Referring expression pointing data:
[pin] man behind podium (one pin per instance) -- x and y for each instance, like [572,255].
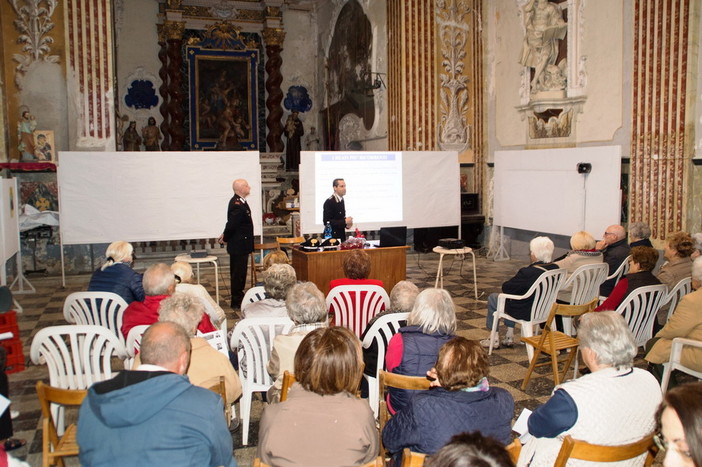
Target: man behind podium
[335,211]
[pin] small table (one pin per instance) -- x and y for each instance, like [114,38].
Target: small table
[457,251]
[207,259]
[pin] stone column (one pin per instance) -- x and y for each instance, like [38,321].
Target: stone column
[274,38]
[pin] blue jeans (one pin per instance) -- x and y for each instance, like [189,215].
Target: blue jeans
[492,308]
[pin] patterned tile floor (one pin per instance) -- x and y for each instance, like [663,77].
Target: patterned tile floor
[508,366]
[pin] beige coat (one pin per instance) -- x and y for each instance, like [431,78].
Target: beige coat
[312,430]
[686,321]
[206,366]
[572,262]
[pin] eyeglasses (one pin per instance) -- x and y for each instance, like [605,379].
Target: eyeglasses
[664,445]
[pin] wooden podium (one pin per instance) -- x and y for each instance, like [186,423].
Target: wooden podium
[388,264]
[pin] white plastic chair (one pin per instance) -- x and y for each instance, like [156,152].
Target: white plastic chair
[252,339]
[77,356]
[380,331]
[639,310]
[254,294]
[675,361]
[681,289]
[133,344]
[99,308]
[620,272]
[354,305]
[586,281]
[544,292]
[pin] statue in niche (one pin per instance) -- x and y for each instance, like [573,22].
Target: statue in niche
[544,26]
[131,139]
[151,135]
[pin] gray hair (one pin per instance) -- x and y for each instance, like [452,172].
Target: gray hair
[182,309]
[117,252]
[163,343]
[697,269]
[607,334]
[403,296]
[278,280]
[639,230]
[433,311]
[542,249]
[158,279]
[306,304]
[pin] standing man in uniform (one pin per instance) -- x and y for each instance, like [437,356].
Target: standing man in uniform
[238,235]
[335,211]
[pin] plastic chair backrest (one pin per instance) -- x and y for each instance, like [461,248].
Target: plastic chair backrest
[99,308]
[639,310]
[254,294]
[253,339]
[575,449]
[586,282]
[77,356]
[382,331]
[544,291]
[681,289]
[354,305]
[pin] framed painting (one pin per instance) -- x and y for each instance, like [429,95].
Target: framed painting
[223,110]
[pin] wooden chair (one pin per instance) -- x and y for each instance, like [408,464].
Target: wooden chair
[288,380]
[391,380]
[575,449]
[551,342]
[412,459]
[543,293]
[289,241]
[514,449]
[55,447]
[221,389]
[258,267]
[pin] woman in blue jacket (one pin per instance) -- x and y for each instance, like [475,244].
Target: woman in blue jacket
[116,274]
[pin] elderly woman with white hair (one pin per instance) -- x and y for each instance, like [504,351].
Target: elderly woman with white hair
[206,363]
[184,276]
[277,281]
[116,274]
[413,350]
[615,404]
[541,253]
[308,310]
[686,321]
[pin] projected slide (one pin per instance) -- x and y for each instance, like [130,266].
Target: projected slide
[373,184]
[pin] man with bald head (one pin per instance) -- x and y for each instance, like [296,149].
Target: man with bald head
[153,415]
[238,235]
[615,249]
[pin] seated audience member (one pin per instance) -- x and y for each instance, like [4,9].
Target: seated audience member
[583,252]
[462,400]
[615,404]
[206,363]
[414,349]
[402,298]
[686,321]
[679,433]
[357,267]
[116,274]
[639,234]
[184,276]
[615,250]
[277,282]
[154,416]
[159,284]
[322,422]
[541,252]
[471,449]
[308,310]
[643,260]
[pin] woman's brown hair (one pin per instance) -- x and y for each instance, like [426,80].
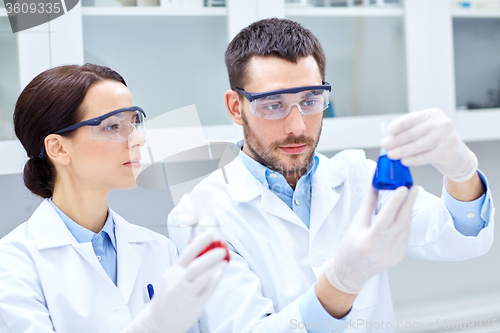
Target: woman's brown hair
[50,102]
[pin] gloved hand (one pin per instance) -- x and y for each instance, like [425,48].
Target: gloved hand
[370,247]
[184,290]
[429,137]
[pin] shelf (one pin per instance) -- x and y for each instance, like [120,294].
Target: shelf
[478,125]
[475,13]
[153,11]
[337,134]
[345,11]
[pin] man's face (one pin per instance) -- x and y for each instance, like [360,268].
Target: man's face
[284,145]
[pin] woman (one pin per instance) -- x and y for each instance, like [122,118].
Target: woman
[75,265]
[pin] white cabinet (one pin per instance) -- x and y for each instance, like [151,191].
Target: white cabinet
[382,60]
[9,78]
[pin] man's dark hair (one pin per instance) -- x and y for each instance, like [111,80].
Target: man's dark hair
[274,37]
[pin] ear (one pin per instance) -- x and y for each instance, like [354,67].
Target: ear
[56,150]
[233,106]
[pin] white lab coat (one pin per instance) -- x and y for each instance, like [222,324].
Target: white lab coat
[50,282]
[275,258]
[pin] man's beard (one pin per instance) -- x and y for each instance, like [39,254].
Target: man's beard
[267,156]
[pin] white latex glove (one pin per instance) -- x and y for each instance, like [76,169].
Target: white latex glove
[369,248]
[429,137]
[184,290]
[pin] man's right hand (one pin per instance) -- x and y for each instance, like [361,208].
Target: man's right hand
[370,247]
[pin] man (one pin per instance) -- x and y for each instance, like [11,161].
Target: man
[307,254]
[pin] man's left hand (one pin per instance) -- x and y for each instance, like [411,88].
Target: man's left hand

▶ EXERCISE DETAILS: Repeat the entries verbatim; no pictures.

▶ WRITTEN RESPONSE:
[pin] man behind podium (one pin per instance) -- x and y for each instance, like [572,255].
Target: man behind podium
[335,211]
[pin] small table (one pin per instance) -- x and y for each instance, like [114,38].
Target: small table
[457,251]
[207,259]
[pin] stone column (one pin per instance) -- x and y for each instance, like [38,321].
Target: stone column
[274,38]
[pin] blue jeans (one pin per instance) -- x and y for each instance, like [189,215].
Target: blue jeans
[492,308]
[pin] patterned tile floor (one pin per instance) -- x and y for each instance, like [663,77].
Target: patterned tile floor
[508,366]
[pin] beige coat (one pin per instance) -- x and y for each instance, like [431,78].
Target: beige coat
[312,430]
[686,321]
[206,366]
[572,262]
[pin] eyeglasses (one pin per instance) -- x and y for each instance, like [605,379].
Target: eyeglasses
[664,445]
[pin] wooden podium (one pin per instance) -- x and y for each instance, like [186,423].
Target: wooden podium
[388,264]
[pin] white plastic chair (one pin per instance) -- x and y for each instance, like [156,152].
Target: white plastic chair
[252,339]
[77,356]
[380,331]
[639,310]
[254,294]
[675,361]
[681,289]
[133,344]
[99,308]
[620,272]
[354,305]
[586,281]
[544,292]
[pin] statue in niche (one pin per instance) -- x and y for each instance, like [573,22].
Target: statue in niche
[544,26]
[131,139]
[151,135]
[pin] gray hair (one pin per instance) -- x and y for each instance, like [452,172].
Target: gray hair
[182,309]
[117,252]
[163,343]
[697,269]
[607,334]
[403,296]
[278,280]
[639,230]
[433,311]
[542,249]
[158,279]
[306,304]
[pin] standing man in uniform (one pin per instance) -- x and y for each instance, like [437,356].
Target: standing man in uniform
[238,235]
[335,211]
[pin] plastic chair backrest (one pin per instance) -- x and y for each instance, like [461,248].
Target: plastic chair backrest
[99,308]
[639,310]
[254,294]
[253,339]
[575,449]
[586,282]
[77,356]
[382,331]
[544,291]
[681,289]
[354,305]
[pin] framed painting (one pin per instance) -- x and y for each instance, like [429,95].
Target: framed painting
[223,110]
[pin] wooden chair (one pin per instance) -- x and y for each instance, like [408,464].
Target: wooden chair
[288,380]
[391,380]
[575,449]
[551,342]
[412,459]
[543,293]
[289,241]
[514,449]
[55,447]
[221,389]
[258,267]
[pin] woman in blue jacket (one pin per instance) -- x and y for each instance, like [475,244].
Target: woman in blue jacket
[116,274]
[pin] elderly woman with white hair (one pin per instance) -- x and y for each instance, like [504,351].
Target: elderly woman with white hair
[206,363]
[184,276]
[277,281]
[116,274]
[413,350]
[615,404]
[541,253]
[308,310]
[686,321]
[pin] projected slide (one pin per instance) -- x and y for each instance, like [130,266].
Target: projected slide
[373,184]
[pin] man with bald head (one pin per instance) -- x and y for each instance, like [296,149].
Target: man with bald head
[153,415]
[238,235]
[615,249]
[pin] seated audience member (one pin per instance) -- x and y for each instance, like [4,9].
Target: seated audience member
[583,252]
[462,400]
[615,404]
[206,363]
[414,349]
[402,298]
[686,321]
[679,433]
[357,267]
[116,274]
[639,234]
[184,276]
[615,250]
[277,282]
[154,416]
[159,284]
[322,422]
[541,252]
[471,449]
[308,310]
[643,260]
[pin] woman's brown hair (one pin per instance) -- x and y for each instance, like [426,80].
Target: woman's brown hair
[50,102]
[pin] gloved hand (one pin per instance) -- x and y for each instance, like [425,48].
Target: gloved hand
[370,247]
[184,290]
[429,137]
[pin] shelf (one pin per instance) -- x and y for each instance, like [120,294].
Target: shelf
[478,125]
[475,13]
[153,11]
[337,134]
[345,11]
[pin] man's face (one pin per instance) -- x and y for each instance, like [360,268].
Target: man's face
[284,145]
[pin] woman (one pin per instance) -- x and y for each instance, like [122,118].
Target: woman
[75,265]
[pin] white cabinet (one pin per instance) -- x and y for each instance, like [151,191].
Target: white cabinet
[382,60]
[9,78]
[pin] man's dark hair (one pin per instance) -- x and y for each instance, like [111,80].
Target: man's dark hair
[274,37]
[pin] ear (one pin per instance) -- x and y for each instance, like [354,67].
Target: ear
[56,150]
[233,106]
[pin] white lab coat (one pin per instance) -- x and y for each instance, like [222,324].
Target: white lab coat
[50,282]
[275,258]
[pin] man's beard (one pin per instance) -- x and y for each instance, like [39,254].
Target: man's beard
[267,156]
[pin] white latex glove (one pin per instance) -- x and y for each instance, like [76,169].
Target: white latex glove
[369,248]
[429,137]
[184,290]
[pin] man's right hand (one pin per instance) -- x and y for each instance, like [361,208].
Target: man's right hand
[370,247]
[pin] man (one pin per instance) -- x and y for each instance, like [11,161].
Target: man
[307,254]
[pin] man's left hand (one pin per instance) -- x and y for each instance, like [411,88].
Target: man's left hand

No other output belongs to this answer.